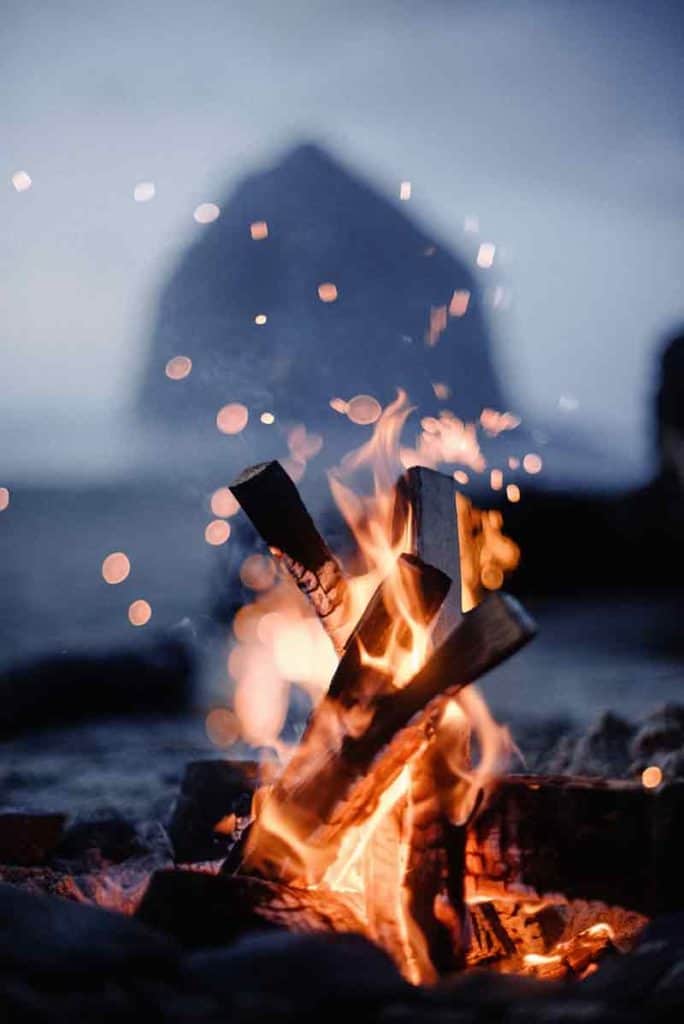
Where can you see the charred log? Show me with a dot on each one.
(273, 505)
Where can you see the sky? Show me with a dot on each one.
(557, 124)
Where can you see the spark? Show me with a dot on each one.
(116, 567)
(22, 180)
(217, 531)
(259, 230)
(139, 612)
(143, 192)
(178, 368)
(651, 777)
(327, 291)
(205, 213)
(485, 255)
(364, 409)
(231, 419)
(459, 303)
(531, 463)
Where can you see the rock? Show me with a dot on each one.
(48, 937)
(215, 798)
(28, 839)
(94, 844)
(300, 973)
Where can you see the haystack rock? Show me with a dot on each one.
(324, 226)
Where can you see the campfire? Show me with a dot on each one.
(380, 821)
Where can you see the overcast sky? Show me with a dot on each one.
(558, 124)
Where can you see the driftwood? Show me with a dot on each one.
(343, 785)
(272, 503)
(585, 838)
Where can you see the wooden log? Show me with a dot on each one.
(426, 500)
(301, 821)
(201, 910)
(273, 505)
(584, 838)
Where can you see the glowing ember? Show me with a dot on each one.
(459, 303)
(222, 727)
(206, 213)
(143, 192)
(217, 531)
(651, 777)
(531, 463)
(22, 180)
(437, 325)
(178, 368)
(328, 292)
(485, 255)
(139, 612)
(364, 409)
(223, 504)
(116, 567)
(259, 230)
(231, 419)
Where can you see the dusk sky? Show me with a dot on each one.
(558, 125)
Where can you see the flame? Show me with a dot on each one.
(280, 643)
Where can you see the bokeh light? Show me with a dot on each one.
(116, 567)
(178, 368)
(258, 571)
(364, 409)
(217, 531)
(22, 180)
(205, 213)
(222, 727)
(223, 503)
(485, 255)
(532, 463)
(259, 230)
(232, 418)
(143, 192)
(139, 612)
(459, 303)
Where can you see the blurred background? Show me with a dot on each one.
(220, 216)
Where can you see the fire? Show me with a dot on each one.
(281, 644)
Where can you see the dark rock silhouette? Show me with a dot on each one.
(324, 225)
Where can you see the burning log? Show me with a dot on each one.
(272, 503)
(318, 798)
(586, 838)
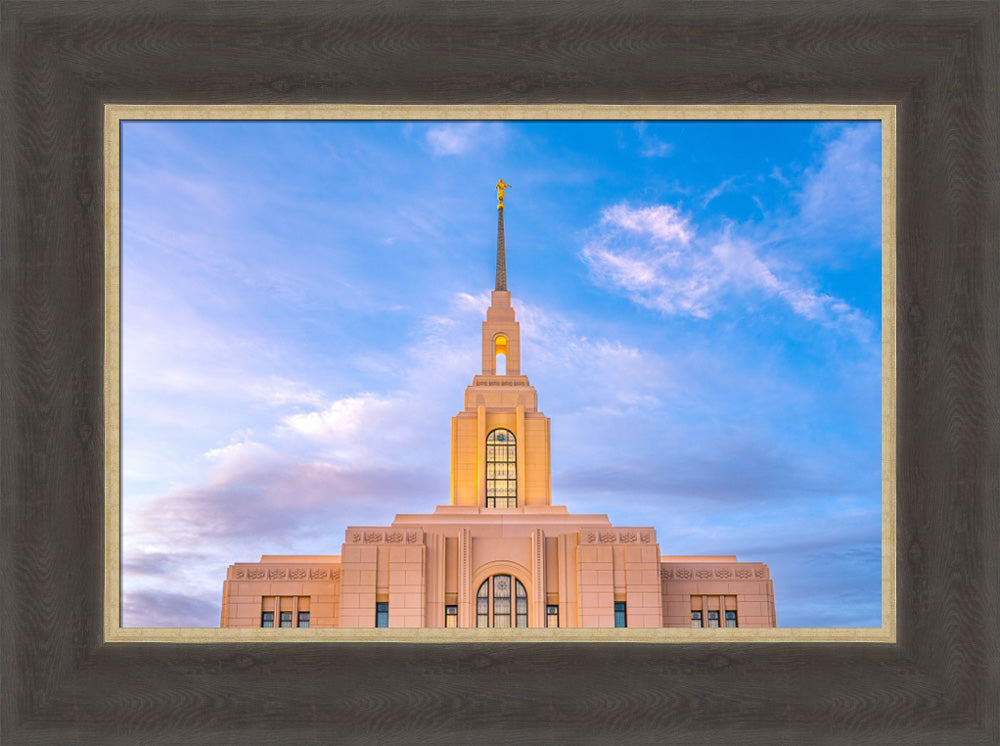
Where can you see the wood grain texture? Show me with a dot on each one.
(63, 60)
- - -
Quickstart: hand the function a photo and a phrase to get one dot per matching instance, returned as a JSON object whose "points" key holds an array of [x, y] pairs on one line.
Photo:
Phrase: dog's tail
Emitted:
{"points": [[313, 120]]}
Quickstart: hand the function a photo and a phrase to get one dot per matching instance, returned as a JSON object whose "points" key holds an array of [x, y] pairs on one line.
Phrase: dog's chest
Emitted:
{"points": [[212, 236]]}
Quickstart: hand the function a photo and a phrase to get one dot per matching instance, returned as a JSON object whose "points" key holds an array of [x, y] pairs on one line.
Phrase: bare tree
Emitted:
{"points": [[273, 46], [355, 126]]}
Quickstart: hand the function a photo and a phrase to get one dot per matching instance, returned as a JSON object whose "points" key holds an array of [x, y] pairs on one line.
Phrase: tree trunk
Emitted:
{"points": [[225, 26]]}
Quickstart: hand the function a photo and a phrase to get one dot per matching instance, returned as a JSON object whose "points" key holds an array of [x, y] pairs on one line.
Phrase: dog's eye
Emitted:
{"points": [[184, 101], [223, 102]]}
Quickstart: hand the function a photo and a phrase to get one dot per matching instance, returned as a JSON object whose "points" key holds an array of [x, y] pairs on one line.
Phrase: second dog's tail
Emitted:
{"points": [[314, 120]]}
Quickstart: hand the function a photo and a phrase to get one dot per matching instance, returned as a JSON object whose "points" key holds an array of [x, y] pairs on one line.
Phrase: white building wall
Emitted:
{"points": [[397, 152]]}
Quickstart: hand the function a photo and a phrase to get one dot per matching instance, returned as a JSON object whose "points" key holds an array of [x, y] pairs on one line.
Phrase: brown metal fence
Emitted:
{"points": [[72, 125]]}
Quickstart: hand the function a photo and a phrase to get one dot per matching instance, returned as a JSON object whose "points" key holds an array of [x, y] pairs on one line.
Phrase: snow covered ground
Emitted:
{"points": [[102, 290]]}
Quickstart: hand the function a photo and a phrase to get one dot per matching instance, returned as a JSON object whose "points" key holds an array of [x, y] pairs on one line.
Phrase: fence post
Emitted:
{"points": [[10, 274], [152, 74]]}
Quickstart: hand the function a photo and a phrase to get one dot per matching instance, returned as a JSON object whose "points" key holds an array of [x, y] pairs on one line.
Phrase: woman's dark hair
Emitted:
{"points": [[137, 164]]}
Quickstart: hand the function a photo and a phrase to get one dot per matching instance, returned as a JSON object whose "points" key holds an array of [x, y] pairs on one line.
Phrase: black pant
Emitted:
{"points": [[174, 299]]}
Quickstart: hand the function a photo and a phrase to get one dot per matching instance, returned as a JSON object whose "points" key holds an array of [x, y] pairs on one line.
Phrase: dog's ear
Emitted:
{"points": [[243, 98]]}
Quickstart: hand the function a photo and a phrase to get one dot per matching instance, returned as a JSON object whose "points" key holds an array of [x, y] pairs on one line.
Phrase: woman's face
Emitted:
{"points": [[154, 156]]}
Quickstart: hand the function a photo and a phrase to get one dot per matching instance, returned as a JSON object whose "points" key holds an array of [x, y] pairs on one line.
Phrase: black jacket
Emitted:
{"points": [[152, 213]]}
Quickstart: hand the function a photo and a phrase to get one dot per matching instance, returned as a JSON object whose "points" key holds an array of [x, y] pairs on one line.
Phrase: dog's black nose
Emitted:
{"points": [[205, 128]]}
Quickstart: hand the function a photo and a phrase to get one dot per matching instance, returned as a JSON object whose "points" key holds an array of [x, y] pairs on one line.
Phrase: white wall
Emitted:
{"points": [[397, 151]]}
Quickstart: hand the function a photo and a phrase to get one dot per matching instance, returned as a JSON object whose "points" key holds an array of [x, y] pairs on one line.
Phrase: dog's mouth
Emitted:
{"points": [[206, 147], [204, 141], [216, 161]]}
- - -
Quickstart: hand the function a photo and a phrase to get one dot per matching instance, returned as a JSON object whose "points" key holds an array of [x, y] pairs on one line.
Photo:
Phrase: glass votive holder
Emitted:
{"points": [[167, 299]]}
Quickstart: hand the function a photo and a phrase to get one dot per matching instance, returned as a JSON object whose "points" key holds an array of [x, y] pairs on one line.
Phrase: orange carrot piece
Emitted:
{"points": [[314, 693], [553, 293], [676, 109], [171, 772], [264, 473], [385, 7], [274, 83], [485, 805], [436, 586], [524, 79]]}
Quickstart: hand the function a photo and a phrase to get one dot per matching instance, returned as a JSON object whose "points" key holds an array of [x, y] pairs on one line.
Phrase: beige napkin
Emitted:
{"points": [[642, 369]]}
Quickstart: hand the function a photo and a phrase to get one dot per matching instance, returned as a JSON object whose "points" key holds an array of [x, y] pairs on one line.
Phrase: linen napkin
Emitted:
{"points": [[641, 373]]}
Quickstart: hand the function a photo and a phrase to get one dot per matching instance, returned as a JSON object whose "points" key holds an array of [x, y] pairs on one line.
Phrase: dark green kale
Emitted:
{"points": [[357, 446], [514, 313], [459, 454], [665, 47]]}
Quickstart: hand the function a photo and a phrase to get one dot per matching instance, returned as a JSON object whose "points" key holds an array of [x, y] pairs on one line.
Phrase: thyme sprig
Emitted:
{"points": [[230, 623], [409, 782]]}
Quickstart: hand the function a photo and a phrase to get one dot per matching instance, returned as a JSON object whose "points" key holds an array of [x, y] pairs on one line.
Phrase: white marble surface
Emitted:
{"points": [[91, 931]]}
- - -
> _EXERCISE DETAILS_
Write out each line above containing "wall".

> _EXERCISE RESPONSE_
Phrase: white building wall
Phrase: white wall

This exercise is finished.